> WHAT THE EXERCISE ASKS
Can you update the material below so that every "one dot per instance" becomes "one point per instance", with everything else left unchanged?

Object point labels
###

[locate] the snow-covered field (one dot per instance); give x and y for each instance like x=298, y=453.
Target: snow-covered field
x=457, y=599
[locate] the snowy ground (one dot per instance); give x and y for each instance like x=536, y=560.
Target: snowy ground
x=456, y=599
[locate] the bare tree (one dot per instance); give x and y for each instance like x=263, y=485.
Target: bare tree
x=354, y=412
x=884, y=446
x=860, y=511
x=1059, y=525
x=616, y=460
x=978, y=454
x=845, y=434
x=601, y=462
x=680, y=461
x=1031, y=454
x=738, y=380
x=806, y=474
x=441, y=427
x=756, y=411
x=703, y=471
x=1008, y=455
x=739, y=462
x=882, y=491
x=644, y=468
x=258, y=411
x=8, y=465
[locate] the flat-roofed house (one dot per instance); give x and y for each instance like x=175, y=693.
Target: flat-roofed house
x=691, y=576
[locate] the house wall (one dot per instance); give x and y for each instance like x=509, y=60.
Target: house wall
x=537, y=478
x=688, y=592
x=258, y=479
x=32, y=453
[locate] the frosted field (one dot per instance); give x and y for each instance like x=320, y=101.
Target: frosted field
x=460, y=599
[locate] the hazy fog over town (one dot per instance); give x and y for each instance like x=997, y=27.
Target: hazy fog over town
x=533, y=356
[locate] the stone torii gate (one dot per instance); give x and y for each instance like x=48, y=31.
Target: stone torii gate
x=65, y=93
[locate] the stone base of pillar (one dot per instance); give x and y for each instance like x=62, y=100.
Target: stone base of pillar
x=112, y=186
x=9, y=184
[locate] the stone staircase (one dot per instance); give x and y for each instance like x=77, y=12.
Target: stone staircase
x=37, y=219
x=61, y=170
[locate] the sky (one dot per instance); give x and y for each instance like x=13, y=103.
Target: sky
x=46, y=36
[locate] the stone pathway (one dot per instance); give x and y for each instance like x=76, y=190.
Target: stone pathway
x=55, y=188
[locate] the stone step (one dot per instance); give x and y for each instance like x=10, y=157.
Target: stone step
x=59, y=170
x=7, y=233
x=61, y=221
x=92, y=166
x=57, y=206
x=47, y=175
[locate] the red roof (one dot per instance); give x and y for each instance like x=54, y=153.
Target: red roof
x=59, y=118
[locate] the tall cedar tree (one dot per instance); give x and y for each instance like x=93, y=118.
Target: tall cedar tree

###

> PROBLEM SOLUTION
[locate] the snow-covered field (one point per instance); give x and y for each instance like x=298, y=453.
Target: snow-covered field
x=457, y=599
[locate] the snowy ground (one point per instance); give x and y for each instance like x=536, y=560.
Target: snowy ground
x=456, y=599
[locate] the bare tree (one point per instance); give x and y for each instance like x=263, y=485.
Target: bare tree
x=354, y=412
x=884, y=446
x=860, y=511
x=1059, y=525
x=616, y=460
x=978, y=454
x=845, y=434
x=601, y=462
x=680, y=461
x=1031, y=454
x=738, y=380
x=806, y=474
x=441, y=427
x=756, y=411
x=703, y=471
x=1008, y=455
x=739, y=462
x=882, y=491
x=644, y=468
x=258, y=411
x=8, y=465
[locate] the flat-roofed house (one point per instance); give x and y for each instance like x=175, y=693.
Target: flat-roofed house
x=691, y=576
[locate] the house wall (one point per instance); give x and y for each instance like x=509, y=60.
Target: house wall
x=537, y=478
x=688, y=592
x=258, y=479
x=32, y=453
[locate] the frosted field (one point per instance); give x and y for each instance like x=320, y=101.
Target: frosted field
x=460, y=599
[locate] the hazy fog over town (one point per instance); give x and y for each instance like x=997, y=27.
Target: hazy fog over town
x=533, y=356
[locate] the stone torii gate (one point per instance); give x and y for each instance like x=48, y=31.
Target: stone torii gate
x=65, y=93
[locate] the stone base of pillar (one point per instance); give x and y for each instance like x=62, y=100.
Target: stone base of pillar
x=112, y=186
x=9, y=184
[locate] the stone staircase (one point per instance); give x and y for each instance like x=77, y=12.
Target: stone staircase
x=37, y=219
x=61, y=170
[locate] the sky (one point per instance); give x and y for each instance like x=13, y=103.
Target: sky
x=46, y=36
[locate] the stone pathway (one point per instance); give x and y for each instance like x=76, y=190.
Target: stone pathway
x=55, y=188
[locate] the stone step (one point per instance); give x and y for each instance like x=10, y=157.
Target: stone step
x=59, y=170
x=7, y=233
x=61, y=221
x=92, y=166
x=57, y=206
x=47, y=175
[locate] the red roof (one point per instance); give x and y for each instance like x=54, y=153.
Target: red roof
x=59, y=118
[locate] the tall cedar tree (one point per instance); give x and y for each instance like x=93, y=118.
Target: tall cedar tree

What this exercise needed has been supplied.